Required work — Down to the last line, repeat the data below exactly.

Data records —
——————
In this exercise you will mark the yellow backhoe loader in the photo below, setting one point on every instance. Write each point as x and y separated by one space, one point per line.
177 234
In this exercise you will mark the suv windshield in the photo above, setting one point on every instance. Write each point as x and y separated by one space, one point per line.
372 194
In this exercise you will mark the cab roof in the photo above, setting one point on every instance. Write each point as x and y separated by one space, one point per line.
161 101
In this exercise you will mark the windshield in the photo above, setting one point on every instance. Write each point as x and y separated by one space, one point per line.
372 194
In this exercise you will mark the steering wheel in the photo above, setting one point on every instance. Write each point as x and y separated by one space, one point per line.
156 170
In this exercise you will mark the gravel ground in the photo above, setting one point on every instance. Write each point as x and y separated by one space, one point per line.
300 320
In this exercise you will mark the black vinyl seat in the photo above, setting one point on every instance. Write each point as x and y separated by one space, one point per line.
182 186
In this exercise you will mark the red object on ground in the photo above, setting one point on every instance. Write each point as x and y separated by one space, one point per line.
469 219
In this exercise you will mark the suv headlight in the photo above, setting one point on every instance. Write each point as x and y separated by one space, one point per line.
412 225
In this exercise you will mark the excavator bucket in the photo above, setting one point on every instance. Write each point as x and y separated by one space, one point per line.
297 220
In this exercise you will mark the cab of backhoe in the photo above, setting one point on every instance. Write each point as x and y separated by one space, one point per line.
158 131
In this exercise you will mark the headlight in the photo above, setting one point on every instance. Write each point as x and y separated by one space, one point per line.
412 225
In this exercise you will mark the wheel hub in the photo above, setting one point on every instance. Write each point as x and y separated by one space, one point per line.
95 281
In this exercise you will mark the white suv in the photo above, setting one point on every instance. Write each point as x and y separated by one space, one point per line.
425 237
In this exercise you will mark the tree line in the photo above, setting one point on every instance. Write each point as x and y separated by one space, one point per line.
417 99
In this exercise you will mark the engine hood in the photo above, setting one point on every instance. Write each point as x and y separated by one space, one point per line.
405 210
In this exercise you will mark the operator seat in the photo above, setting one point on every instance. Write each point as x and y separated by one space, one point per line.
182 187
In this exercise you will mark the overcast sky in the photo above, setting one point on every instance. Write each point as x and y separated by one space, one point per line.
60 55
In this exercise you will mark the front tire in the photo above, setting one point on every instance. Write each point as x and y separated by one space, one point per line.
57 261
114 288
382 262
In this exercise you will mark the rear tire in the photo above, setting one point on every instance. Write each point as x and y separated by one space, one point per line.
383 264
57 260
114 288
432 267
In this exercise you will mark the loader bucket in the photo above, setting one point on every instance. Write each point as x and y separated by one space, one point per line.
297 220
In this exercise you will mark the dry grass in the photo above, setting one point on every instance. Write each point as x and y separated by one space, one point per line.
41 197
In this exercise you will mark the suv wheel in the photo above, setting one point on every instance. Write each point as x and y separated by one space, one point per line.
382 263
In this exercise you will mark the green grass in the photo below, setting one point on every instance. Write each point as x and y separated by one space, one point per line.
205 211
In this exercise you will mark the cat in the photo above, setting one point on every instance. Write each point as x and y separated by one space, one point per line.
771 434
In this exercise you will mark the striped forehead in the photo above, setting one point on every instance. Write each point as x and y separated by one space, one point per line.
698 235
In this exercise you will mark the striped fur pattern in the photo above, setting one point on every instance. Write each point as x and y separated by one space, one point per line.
——————
Expected output —
In this exercise you will mark the yellow backhoe loader in the photo below, setting one point on every instance. Write each point as x and y separated by one space, one point per line.
177 234
In this exercise you will mark the suv windshield in the photo above, setting one point on every instance. Write each point as x and y separated by one space, one point per line.
372 194
In this exercise you will mark the cab roof in the photo above, setting one point on every instance. Write each point as x and y separated by one space, one point per line.
161 101
In this exercise you will mark the windshield in the photo above, setting one point on every instance. Write each point as x and y separated by one space, one point per line.
372 194
In this exercise you will mark the steering wheel in the photo above, setting one point on every instance. Write each point as x and y separated by one space, one point per line.
156 170
In this exercise you will mark the gravel ground in the photo above, setting one point on every instance. Write each point as x and y separated by one space, one point per line.
300 320
In this exercise you will mark the black vinyl seat in the photo above, setting one point on every instance. Write each point as x and y separated by one space, one point per line.
182 186
In this exercise you will mark the red object on ground in the photo above, setting one point on every instance. Write each point as x and y separated by one space, one point per line.
469 219
In this exercise you will mark the suv headlight in the photo above, setting one point on every instance. Write each point as x and y separated by one space, one point per line.
412 225
In this exercise you will mark the excavator bucket in the photo above, setting one point on every instance. Write each point as x and y separated by one space, one point per line.
297 220
In this exercise you will mark the cab of backhoe in the photo above, setting one point on every instance. Write each point as x and y separated by one space, one point per line.
158 131
In this exercise you will mark the headlight in the photo above, setting one point on every instance. Write each point as x and y separated by one space, one point per line.
412 225
In this exercise you will mark the wheel hub in the photo above, setting one point on every instance. Write each point as x and y separated by one space, one point per line.
95 281
In this exercise you will mark the white suv in the photo above, setting one point on every instance. Write each point as x and y separated by one space, one point per line.
425 237
In this exercise you will mark the tree line in the photo above, setting one point on every instance. Write each point as x and y separated by one space, one point per line.
417 99
In this exercise you will mark the engine hood in the photo above, setting one point on every instance. Write each point as x and y separated by one space, one point per line.
405 210
In this exercise you will mark the operator seat in the photo above, setting one point on every instance. Write each point as x and y separated by one space, one point per line.
182 187
In this exercise you will mark the overcast sky in the photo above, setting one point on every instance. Write each point as x and y separated by one space, one point per line.
60 55
In this exercise you will mark the front tire in the photo above, setting one point on every instance. Write each point as x and y separated by one space, one point per line.
57 261
114 288
382 262
In this exercise you will mark the rear tire in the photo above, setting one point on every instance. Write each point as x and y separated by one space, one point per line.
383 264
57 260
114 288
432 267
In this exercise you will mark the loader bucket in the photo above, setting one point on every instance. Write each point as x and y separated by one space, one point per line.
297 220
In this exercise you will mark the dry grass in the photo above, setting one point on every instance. Write each point as x and y separated by one space, one point per line.
41 197
In this exercise you will mark the suv wheel in the photo above, setting one point on every instance. Write each point as x and y separated by one space, one point per line.
382 263
In this exercise you will mark the green grass in the photo below, setting one point on every instance. Write each point as x and y separated by one space, one point per line.
205 211
In this exercise you will mark the cat in the photo above, setting one point on every instance. Write each point as x and y separated by one space, one point per line.
771 434
In this exercise you will mark the striped forehead in the photo above, setting one point on every instance. Write each point as x and y separated by one space, one point per line.
698 235
In this exercise you will mark the striped fur pattern in the photo above, setting one point on every instance. Write each point as x and y separated by one space, one point per line.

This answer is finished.